ЗАДАНИЯ -
[a] Назовите все группы городских жителей, к которым, согласно тексту о пифагорейцах в Кротоне, обращены речи П. у Ямвлиха.
[b] Продолжите текст о пифагорейцах в Кротоне после его последнего предложения.

ИСХОДНЫЙ ТЕКСТ -

★ ★ ★

Ок. 532 г. П., не желая принимать тиранический политический режим, установленный на Самосе правителем Поликратом, переехал в Кротон (ныне Кротоне, Калабрия), к-рый в то время был одним из наиболее могущественных политических центров Юж. Италии. Согласно античным биографам, благодаря мудрости и красноречию П. в скором времени приобрел здесь значительное число сторонников. Ямвлих приводит речи П., обращенные к разным группам городских жителей - юношам, мужчинам, мальчикам, женщинам (см.: Iambl. Pythag. 8. 37 - 11. 57). Факт произнесения П. подобных воспитательных речей засвидетельствован уже у ранних авторов, но их текст у Ямвлиха, по-видимому, является позднейшим лит. вымыслом, хотя и может восходить к пифагорейским источникам IV-III вв. до Р. Х. В Кротоне П. и его последователи организовали сообщество, участники к-рого поддерживали олигархическую власть и стремились улучшить общественную жизнь посредством установления нек-рых этических и религ. норм. Для обоснования общественных реформ использовался авторитет П.; он выступал как учитель и мудрец, вдохновляемый богами и обладающий сверхъестественными способностями. В этой связи (возможно, при участии самого П.) стали складываться первые легенды о П. как о провидце и чудотворце, согласно к-рым он прожил неск. жизней и помнил свои прежние воплощения, спустился в Аид и вернулся оттуда, мог предсказывать буд. события, умел разговаривать с животными, одновременно присутствовал в разных местах и т. п. (см.: DK. 14A7; Diog. Laert. VIII 1. 4-5, 14, 21; Iambl. Pythag. 13. 60-62; 28. 134-136, 138-143). Впосл. в пифагорейской лит-ре эти легенды обрастали новыми подробностями, тогда как противники пифагорейцев считали их обманом и высмеивали (напр., см.: DK 14A2; Diog. Laert. VIII 1. 37-38, 41). Основной политической целью пифагорейского сообщества была борьба с роскошью, неумеренностью и удовольствиями, т. к. считалось, что расслабленные граждане не могут справедливо устраивать общественную жизнь и эффективно противостоять внешним врагам. Политика пифагорейцев имела успех: в источниках с влиянием П. и его сторонников связывается крупная военная победа граждан Кротона над жителями близлежащего Сибариса, традиционно датируемая 510 г. до Р. Х., а также подчинение мн. др. окрестных городов Кротону (см.: Жмудь. 2012. С. 85-89).

★ ★ ★

ФРАГМЕНТ МАТЕРИАЛА -
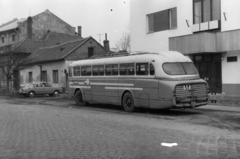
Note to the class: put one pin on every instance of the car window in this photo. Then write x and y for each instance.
(47, 85)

★ ★ ★

ОТВЕТЫ К ЗАДАНИЯМ -
[a] Юноши, мужчины, мальчики, женщины.

[b]
По мере политического усиления Кротона возрастало и идейное влияние П.; в этот период пифагорейские сообщества возникли во мн. городах Юж. Италии. Однако в Кротоне далеко не все жители положительно оценивали деятельность П. и его сторонников. Против П. выступили мн. влиятельные граждане, отстраненные пифагорейской олигархией от управления городом, а также те лица, к-рым было отказано во вступлении в пифагорейское сообщество или к-рые, будучи пифагорейцами, соперничали с П. (в источниках в этом контексте упоминаются Килон, Онат, Гиппас и др.; см.: Iambl. Pythag. 35. 248-264; DK. 14A14-14A16). Известно неск. различных версий повествования о восстании против П. и пифагорейцев в Кротоне (их сопоставление см.: Жмудь. 2012. С. 89-93). Нек-рые древние авторы утверждали, что П. вместе с др. пифагорейцами был убит в ходе этого восстания (см.: Diog. Laert. VIII 1. 39) или во время др. междоусобной войны (см.: Ibid. 40), однако более надежным считается свидетельство, согласно к-рому по причине возмущений в Кротоне П. переселился в Метапонт, где умер от голода (см.: Ibidem; возможно, подразумевается добровольный отказ от пищи). Неизвестно, произошло ли это сразу после прибытия П. в Метапонт, или же он находился там долгое время, продолжая осуществлять общее руководство общинами своих сторонников в городах Юж. Италии. В источниках указывается различная продолжительность жизни П.- от 75 до 99 лет; т. о., П. умер между 495 и 470 гг. до Р. Х. (см.: GGPh. Ser. 1. Bd. 1. Hbd. 1. S. 186-190; ср.: Жмудь. 2012. С. 94).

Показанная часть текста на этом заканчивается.